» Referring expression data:
════════
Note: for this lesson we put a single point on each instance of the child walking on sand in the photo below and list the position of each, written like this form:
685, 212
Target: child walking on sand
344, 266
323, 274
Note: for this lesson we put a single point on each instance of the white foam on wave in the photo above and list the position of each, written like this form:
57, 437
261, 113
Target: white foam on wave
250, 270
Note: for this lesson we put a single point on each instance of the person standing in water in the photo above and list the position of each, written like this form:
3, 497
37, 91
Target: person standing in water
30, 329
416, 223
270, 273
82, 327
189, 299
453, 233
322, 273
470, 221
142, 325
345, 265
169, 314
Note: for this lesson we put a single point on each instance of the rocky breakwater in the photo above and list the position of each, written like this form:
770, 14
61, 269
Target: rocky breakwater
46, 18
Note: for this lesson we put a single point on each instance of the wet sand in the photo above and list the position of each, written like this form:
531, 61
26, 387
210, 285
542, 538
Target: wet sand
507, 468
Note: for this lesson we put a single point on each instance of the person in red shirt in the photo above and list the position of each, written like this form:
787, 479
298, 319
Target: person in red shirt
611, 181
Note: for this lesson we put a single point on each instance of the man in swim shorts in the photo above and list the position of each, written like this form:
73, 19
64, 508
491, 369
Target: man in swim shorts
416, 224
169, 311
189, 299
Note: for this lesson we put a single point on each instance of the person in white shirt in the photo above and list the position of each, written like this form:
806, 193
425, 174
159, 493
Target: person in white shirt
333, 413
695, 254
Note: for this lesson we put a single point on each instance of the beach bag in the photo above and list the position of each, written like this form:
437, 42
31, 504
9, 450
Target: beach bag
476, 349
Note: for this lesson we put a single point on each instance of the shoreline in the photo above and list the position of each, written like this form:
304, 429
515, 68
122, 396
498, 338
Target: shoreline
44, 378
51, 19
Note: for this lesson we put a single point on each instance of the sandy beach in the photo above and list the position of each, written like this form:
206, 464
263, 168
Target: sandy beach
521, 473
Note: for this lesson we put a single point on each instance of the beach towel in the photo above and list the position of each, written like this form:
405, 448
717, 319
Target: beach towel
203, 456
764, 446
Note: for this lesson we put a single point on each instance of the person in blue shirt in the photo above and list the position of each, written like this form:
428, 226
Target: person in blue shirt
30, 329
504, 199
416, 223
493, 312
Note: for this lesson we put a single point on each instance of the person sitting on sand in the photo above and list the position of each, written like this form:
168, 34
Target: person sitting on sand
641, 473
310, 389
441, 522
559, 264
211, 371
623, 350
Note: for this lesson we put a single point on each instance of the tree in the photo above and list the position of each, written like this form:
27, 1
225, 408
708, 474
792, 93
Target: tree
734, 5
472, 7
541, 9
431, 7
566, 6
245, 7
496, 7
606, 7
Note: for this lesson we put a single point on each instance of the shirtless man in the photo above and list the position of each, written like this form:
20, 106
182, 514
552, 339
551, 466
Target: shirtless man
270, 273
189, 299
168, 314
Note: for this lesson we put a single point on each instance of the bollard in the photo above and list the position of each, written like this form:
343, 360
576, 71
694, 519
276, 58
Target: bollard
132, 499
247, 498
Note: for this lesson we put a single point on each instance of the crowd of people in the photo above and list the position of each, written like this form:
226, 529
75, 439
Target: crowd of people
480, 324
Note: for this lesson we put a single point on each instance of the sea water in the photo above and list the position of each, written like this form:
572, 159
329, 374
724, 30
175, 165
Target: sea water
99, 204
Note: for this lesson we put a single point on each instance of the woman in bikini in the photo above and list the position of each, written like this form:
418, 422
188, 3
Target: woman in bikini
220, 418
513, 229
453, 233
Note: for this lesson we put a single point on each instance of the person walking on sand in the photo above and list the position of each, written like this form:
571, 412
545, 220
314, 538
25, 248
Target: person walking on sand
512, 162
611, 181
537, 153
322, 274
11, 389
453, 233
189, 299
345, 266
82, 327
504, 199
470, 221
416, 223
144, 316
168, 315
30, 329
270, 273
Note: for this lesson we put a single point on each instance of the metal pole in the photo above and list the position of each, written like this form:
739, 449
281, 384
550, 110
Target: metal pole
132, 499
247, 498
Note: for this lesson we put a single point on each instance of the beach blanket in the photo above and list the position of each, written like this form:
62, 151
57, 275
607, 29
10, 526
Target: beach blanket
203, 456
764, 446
════════
» Exercise directions:
Restate each of the records exactly, leaving nothing out.

» Task response:
Note: for this lesson we put a single point on each instance of the child walking on sand in the photo below and list the position of each, written like this form:
685, 212
Target: child walking on sand
344, 266
323, 274
Note: for this lesson we put a single point on each instance of the white foam on wave in the photo above and list the position of each, written like this form:
57, 437
261, 113
Target: white foam on wave
250, 270
Note: for this lesson we put a single point on each instance of the person standing in water in the photo above and list the position of each, written like this form:
3, 497
37, 91
Target: person standing in water
30, 329
416, 223
270, 273
82, 327
189, 299
453, 233
322, 273
470, 221
142, 325
345, 265
169, 314
Note: for this lesson we put a single point on each instance of the rocky breakwater in the photo above and list the position of each, written like this form:
770, 14
61, 269
Target: rocky breakwater
46, 18
Note: for this lesson we put a single point on each instance of the wet sand in the photo above and list the position of each, written like this form:
531, 61
26, 387
210, 285
542, 538
Target: wet sand
507, 468
Note: for this lesson we put a single point on each instance of the person in red shirt in the photo above and list the position of each, written like this form:
787, 479
298, 319
Target: person in red shirt
611, 181
Note: for this lesson we put a single point on each instance of the man in swim shorts in the photo above and list the position of each, written like this form:
73, 19
64, 508
491, 369
Target: man in swim shorts
416, 224
169, 311
189, 299
Note: for this lesson we put a single point on each instance of the person in white shirt in the photo above and list the position of each, written like this form:
806, 193
425, 174
159, 493
Target: person in white shirt
333, 413
695, 254
Note: for this lesson we put a single point on each instance of the beach bag in the photo above and list the position of each, written like this form:
437, 42
31, 504
9, 450
Target: beach bag
476, 349
Note: for this lesson we put a single point on each instance of the shoreline in the photo above and list the position of each, written like this form:
304, 429
515, 68
122, 396
498, 338
Target: shoreline
44, 378
51, 19
Note: for this lesson we put a single point on each instance of the sandy beach in the photo above and list the position of each, written like this form:
206, 464
263, 168
Target: sandy beach
521, 473
Note: for this lesson we put a single point on each instance of the beach towel in the photo above and list the position of each, written like this form:
405, 448
717, 319
Target: beach towel
203, 456
764, 446
Note: for this lesson we put a single point on each instance of the person in blue shirt in the photo above and list the position of each, written like this form:
428, 226
Target: person in blue shirt
30, 329
504, 199
416, 223
493, 312
Note: for this lesson we put a single point on each instance of the person sitting on sand in the photo above and list the position of each, written like this form:
168, 34
Target: person sitting on sand
641, 473
310, 389
441, 522
559, 264
211, 371
623, 350
Note: for this lesson we put a single point on each instance of the tree in the photo above and list the position of each, written like this form:
27, 1
225, 408
708, 474
792, 93
Target: tree
734, 5
472, 7
541, 9
431, 7
566, 6
245, 7
496, 7
606, 7
Note: for this lesson we put a single point on each instance of the shirtless man in the photo above and list the position of each, written like this form:
20, 106
182, 514
552, 339
551, 466
Target: shirtless man
270, 273
189, 299
168, 314
Note: for this lesson we put a single point on each instance of the bollard in the photo above and list the position of each, written like this form:
343, 360
576, 71
694, 519
276, 58
Target: bollard
132, 499
247, 498
Note: for this lesson we put a single point on each instance of the crowd of people in the photo above and list the position of each, written like this form:
226, 529
75, 439
Target: crowd of people
480, 324
Note: for this lesson we put a single point on each instance of the sea water in the photo above and list the position of each, written like this form:
572, 159
329, 374
724, 30
175, 165
Target: sea water
99, 204
Note: for this lesson we put a single point on each instance of the woman in bikini in the photo above and list the position of each, written like this form:
418, 422
188, 3
Target: woman in bikini
220, 418
513, 229
453, 233
Note: for this lesson we put a single point on each instance of the person walking on sand in the photo above and list the position of each, written like this form:
571, 412
545, 220
314, 538
25, 248
Target: person walking on sand
512, 162
611, 181
537, 153
322, 274
11, 389
453, 233
189, 299
345, 266
82, 327
504, 199
470, 221
416, 223
144, 316
168, 315
30, 329
270, 273
Note: for this lesson we put a single point on each instance of the metal pole in the photo above and list the position of each, written like this form:
739, 449
281, 384
550, 110
Target: metal pole
132, 499
247, 498
Note: for this lesson we put a single point on each instance of the beach blanket in the photo above and list the position of each, written like this form:
62, 151
57, 275
607, 29
10, 526
Target: beach blanket
203, 456
764, 446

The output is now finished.